__To do__.
Every entry must be duplicated word for word.
>>
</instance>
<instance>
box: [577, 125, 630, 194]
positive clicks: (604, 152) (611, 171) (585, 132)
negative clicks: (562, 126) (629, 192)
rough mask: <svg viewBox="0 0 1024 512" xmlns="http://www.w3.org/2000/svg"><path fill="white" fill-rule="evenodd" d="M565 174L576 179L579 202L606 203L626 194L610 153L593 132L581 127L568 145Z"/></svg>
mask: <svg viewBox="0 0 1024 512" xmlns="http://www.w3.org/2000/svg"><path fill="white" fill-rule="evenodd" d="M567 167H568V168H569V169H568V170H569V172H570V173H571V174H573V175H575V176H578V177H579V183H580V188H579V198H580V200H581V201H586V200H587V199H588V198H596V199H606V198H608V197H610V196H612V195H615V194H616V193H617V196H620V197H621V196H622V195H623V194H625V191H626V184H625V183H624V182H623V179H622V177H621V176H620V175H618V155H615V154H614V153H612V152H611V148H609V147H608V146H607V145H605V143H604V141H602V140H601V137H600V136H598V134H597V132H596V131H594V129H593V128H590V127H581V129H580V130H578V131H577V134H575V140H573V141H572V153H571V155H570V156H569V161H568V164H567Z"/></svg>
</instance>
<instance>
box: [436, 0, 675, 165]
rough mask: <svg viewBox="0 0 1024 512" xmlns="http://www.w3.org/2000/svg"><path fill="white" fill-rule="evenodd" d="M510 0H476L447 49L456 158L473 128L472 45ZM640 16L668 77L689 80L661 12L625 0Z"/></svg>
<<
__Answer space__.
</instance>
<instance>
box: [577, 125, 630, 194]
positive clicks: (604, 152) (611, 171) (585, 132)
negative clicks: (562, 126) (629, 192)
rough mask: <svg viewBox="0 0 1024 512" xmlns="http://www.w3.org/2000/svg"><path fill="white" fill-rule="evenodd" d="M565 174L576 179L579 202L606 203L626 194L610 153L593 132L581 127L568 145Z"/></svg>
mask: <svg viewBox="0 0 1024 512" xmlns="http://www.w3.org/2000/svg"><path fill="white" fill-rule="evenodd" d="M567 167H568V168H569V169H568V170H569V172H570V173H571V174H573V175H575V176H578V177H579V183H580V188H579V198H580V200H581V201H586V200H587V199H588V198H596V199H606V198H608V197H610V196H612V195H615V194H616V193H617V196H620V197H621V196H622V195H623V194H625V191H626V184H625V183H624V182H623V179H622V177H621V176H620V175H618V155H615V154H614V153H612V152H611V148H609V147H608V146H607V145H605V143H604V141H602V140H601V137H600V136H598V134H597V132H596V131H594V129H593V128H590V127H581V129H580V130H578V131H577V134H575V140H573V141H572V153H571V155H570V156H569V161H568V164H567Z"/></svg>
</instance>
<instance>
box: [436, 0, 675, 165]
rough mask: <svg viewBox="0 0 1024 512" xmlns="http://www.w3.org/2000/svg"><path fill="white" fill-rule="evenodd" d="M510 0H476L447 49L456 158L473 128L472 45ZM640 16L668 77L689 80L661 12L625 0Z"/></svg>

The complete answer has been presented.